DIRECTIONS: Pick up the article on historic Southern event venues after its final sentence and continue writing it.

SUPPLIED TEXT:

┄┄┄┄┄┄

Southern states are rich in history and heritage, making them desirable locations for meeting planners who want to host events at historical venues that will immerse attendees in bygone eras. Here are six historic Southern venues to consider for your next event.

 

Historic Beale Street

Memphis, Tennessee

Established in 1841, Beale Street in Memphis, Tennessee, was a thriving area of Black commerce and culture around the time of the Civil War. After yellow fever hit Memphis in 1879, the population dwindled, and the city lost its charter. A formerly enslaved man acquired land in the area and helped restore the business community. Robert R. Church Park at Fourth and Beale honors him, and the park became a gathering place for blues musicians.

Many of the country’s most famous blues musicians performed on Beale Street, including W.C. Handy, Muddy Waters, B.B. King and Louis Armstrong.

B.B. King’s Blues Club, which opened on Beale Street in 1991, can host groups of up to 400. Itta Bena, the speakeasy and restaurant upstairs, is named after King’s Mississippi hometown and can host seated dinners, cocktail parties or receptions for up to 150 guests.

Just off Beale Street, The Peabody Memphis hotel celebrated its 100th anniversary in 2025. It has 80,000 square feet of event space for up to 2,000 guests.

The New Daisy Theatre on Beale Street, which opened as a movie theatre in 1937, was converted to a music venue in the 1980s. It can host groups of 500. The original Daisy Theatre across the street opened in 1913 and can accommodate 250 people for an event.

memphistravel.com

Castle & Key Distillery

Frankfort, Kentucky

Colonel Edmund Haynes Taylor Jr. built a new kind of bourbon distillery in 1887 in Millville, Kentucky, just outside of Frankfort. Inspired by European architecture, it featured a castle, classical springhouse and a sunken garden. Prohibition shut down the distillery in 1920, and the property changed owners several times over the next century.

In 2014, Will Arvin purchased the Old Taylor Distillery, which was in ruins, and restored it to its former glory. He named it Castle & Key Distillery, and it produces several spirits, including vodka, gin, rye whiskey and bourbon.

The distillery can host events for up to 200 guests. There is an approved list of caterers, and meeting groups are required to include the distillery’s spirits as part of their events. The Springhouse can be used for an outdoor cocktail hour for upwards of 500 guests, and attendees are encouraged to take a guided tour of the distillery as part of their event, learning about its history and how it distills different spirits. After the tour, they can participate in a formal tasting. 

The property is located between Frankfort and Versailles, so it’s about a 40-minute drive from Lexington.

castleandkey.com

Springer Opera House

Columbus, Georgia

Built in 1871, Springer Opera House is about to celebrate its 155th season producing theater. It was originally built as a theater but morphed into a movie house then became a grocery store and a hotel. The Opera House has since returned to its roots and presents 14 theater shows from September to May. It also runs day camps in the summer offering improv, writing, musical theater and dance classes.

The building is 145,000 square feet. Emily Woodruff Hall seats 650, and the Dorothy McClure Theatre seats about 300. A banquet hall can seat 300 for a seated meal, and six studio spaces can be rented for breakout sessions. Springer Saloon is perfect for a dinner party of 75. The courtyard and veranda can also be reserved for smaller events. The Grand Lobby and Promenade can accommodate 100 seated guests.

┄┄┄┄┄┄

MATERIAL SHOWN:
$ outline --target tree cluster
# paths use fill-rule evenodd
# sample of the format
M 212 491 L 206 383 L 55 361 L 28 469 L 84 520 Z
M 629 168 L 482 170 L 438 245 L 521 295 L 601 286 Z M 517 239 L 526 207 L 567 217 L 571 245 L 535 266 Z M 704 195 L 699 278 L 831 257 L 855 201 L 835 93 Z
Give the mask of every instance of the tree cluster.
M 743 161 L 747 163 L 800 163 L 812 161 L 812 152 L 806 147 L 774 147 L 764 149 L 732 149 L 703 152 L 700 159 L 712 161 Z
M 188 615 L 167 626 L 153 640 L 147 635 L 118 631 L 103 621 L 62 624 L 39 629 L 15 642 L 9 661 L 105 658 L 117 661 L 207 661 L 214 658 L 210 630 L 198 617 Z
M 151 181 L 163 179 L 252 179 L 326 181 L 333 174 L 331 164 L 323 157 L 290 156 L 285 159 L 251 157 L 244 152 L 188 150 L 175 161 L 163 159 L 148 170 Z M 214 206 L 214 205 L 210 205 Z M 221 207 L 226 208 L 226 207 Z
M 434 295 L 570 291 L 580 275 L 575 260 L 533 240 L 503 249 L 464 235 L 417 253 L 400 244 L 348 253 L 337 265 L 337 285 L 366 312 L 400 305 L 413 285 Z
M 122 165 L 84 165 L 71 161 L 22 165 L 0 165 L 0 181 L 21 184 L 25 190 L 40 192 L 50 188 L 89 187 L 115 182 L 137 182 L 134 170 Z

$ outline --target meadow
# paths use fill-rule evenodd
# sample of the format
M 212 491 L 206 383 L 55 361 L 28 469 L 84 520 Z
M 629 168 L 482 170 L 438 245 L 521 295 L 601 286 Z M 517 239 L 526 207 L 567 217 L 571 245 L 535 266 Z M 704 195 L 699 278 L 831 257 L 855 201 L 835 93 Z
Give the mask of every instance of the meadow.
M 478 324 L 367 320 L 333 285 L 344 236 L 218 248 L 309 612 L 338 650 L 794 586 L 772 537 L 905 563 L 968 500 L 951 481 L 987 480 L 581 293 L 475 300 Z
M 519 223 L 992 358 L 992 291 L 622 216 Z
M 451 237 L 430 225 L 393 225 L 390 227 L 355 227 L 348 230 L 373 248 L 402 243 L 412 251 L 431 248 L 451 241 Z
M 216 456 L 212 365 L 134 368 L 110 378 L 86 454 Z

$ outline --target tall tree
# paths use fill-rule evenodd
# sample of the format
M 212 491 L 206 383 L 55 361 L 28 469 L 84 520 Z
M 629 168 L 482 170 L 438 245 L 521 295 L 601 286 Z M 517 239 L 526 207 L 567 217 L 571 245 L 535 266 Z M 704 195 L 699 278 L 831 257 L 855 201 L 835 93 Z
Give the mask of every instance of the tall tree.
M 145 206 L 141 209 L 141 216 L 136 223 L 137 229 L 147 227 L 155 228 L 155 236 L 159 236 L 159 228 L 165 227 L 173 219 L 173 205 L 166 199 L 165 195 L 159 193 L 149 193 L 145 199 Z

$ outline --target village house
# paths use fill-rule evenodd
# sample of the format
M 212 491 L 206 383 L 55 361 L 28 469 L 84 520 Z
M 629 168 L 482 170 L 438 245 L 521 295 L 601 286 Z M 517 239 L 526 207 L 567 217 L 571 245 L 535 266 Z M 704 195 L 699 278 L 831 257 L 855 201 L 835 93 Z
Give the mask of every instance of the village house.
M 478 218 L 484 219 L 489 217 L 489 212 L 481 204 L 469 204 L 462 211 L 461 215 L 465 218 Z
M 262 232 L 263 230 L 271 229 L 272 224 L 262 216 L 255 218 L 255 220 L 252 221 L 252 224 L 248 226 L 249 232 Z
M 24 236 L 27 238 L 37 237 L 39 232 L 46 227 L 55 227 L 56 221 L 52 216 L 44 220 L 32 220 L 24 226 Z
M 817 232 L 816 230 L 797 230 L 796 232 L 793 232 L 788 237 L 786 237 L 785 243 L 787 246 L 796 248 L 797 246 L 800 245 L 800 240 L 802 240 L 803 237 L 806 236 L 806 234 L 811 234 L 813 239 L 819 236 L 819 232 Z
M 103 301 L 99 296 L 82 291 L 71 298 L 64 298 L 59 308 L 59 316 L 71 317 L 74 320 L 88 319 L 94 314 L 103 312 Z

┄┄┄┄┄┄

WRITTEN REPLY:
The Opera House recently completed a $10.7 million capital campaign to build an open-air stage and park, boost its education program and upgrade its building. The outdoor theater should be completed by April and will be able to host 300 seated guests or 600 standing.

springeroperahouse.org

Tchoupitoulas Plantation at Cedar Grove

Waggaman, Louisiana

The Drouet family built Cedar Grove Plantation on the outskirts of New Orleans in 1790, just before the Louisiana Purchase. The plantation quickly became a large producer of sugar cane and rice.

Because the home wasn’t protected by a levy, the family was forced to move it off the river four times. The last time it was moved, the bottom floor was taken off. Now it looks more like a farmhouse than a grand plantation home. The original family sold the property in 1948, and in the 1950s, a madam opened a brothel there. After going to jail in 1963, she decided to get out of the brothel business, so she opened Tchoupitoulas Plantation Restaurant. In 2006, owners of the property renovated the home and added a ballroom, buffet room and chapel to turn it into an event venue. The current owners, Patrick and Laura Higgins, offer a full-service event experience. Groups that book events receive an all-inclusive package with a scratch-made dinner and a dessert buffet, entertainment, tables, chairs, decor, linens, flowers and a full bar.

The facility sits on eight acres on the Mississippi River and can host up to 400 guests. The house is set up in a plantation style, and the pavilion can seat 160. In total, the plantation has 10,000 square feet of event space.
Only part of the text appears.